(Given problem): Reproduce verbatim the lines below, from the line containing "Please put a marker on the blue velvet" through the end of the records, with both ends included.

[start Supplied entries]

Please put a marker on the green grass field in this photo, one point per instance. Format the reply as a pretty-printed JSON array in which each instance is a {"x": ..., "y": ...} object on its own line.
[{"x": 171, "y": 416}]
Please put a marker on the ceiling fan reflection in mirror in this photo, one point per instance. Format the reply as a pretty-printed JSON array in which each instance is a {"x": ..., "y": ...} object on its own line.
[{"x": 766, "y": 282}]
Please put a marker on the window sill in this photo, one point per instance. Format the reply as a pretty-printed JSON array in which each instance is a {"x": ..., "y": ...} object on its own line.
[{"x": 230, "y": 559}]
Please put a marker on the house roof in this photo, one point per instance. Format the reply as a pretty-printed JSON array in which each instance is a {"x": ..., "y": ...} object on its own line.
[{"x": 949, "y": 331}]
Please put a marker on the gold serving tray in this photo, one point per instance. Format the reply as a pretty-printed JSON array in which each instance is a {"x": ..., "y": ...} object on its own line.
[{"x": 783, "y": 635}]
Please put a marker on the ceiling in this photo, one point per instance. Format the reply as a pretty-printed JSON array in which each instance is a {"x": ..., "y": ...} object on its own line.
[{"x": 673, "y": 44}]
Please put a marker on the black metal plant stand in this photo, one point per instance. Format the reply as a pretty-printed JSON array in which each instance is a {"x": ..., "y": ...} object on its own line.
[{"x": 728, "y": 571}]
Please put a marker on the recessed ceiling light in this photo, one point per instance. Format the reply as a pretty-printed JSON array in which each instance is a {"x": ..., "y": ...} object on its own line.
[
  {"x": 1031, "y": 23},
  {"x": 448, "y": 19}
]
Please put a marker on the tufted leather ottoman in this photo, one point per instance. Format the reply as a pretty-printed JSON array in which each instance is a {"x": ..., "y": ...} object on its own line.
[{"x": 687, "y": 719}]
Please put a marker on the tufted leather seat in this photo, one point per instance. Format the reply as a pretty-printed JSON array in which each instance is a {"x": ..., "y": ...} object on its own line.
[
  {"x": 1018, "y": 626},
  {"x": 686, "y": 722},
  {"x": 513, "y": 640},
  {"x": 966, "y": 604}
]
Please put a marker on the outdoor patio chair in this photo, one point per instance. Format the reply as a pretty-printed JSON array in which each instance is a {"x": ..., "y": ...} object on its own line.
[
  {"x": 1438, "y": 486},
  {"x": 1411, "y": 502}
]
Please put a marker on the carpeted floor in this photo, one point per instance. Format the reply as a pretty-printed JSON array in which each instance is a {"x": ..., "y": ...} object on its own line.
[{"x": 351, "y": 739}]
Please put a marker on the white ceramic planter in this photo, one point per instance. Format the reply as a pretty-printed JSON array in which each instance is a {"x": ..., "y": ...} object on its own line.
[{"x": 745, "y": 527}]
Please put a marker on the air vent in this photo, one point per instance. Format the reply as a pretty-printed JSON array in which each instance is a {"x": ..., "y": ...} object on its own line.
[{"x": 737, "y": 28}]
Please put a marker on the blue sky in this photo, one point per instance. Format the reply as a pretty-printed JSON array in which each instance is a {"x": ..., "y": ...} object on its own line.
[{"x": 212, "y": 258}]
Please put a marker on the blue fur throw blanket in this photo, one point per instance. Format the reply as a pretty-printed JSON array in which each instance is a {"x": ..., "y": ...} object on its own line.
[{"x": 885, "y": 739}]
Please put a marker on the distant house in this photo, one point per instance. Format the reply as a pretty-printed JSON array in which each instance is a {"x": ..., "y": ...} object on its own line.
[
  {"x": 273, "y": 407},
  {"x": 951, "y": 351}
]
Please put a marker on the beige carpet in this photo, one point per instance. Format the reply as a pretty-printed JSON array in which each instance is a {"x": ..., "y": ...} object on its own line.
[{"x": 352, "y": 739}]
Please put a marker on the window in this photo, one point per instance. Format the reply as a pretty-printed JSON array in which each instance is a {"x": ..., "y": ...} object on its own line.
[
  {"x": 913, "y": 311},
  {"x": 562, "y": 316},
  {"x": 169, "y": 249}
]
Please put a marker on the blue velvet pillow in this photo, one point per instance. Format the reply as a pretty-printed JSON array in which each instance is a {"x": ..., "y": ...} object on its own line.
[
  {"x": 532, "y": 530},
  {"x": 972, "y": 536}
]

[end Supplied entries]

(Written reply):
Please put a marker on the blue velvet pillow in this photo, one point per instance. Format the reply as a pretty-printed JSON array in which each instance is a {"x": ..., "y": ...} object on its own line.
[
  {"x": 532, "y": 530},
  {"x": 972, "y": 536}
]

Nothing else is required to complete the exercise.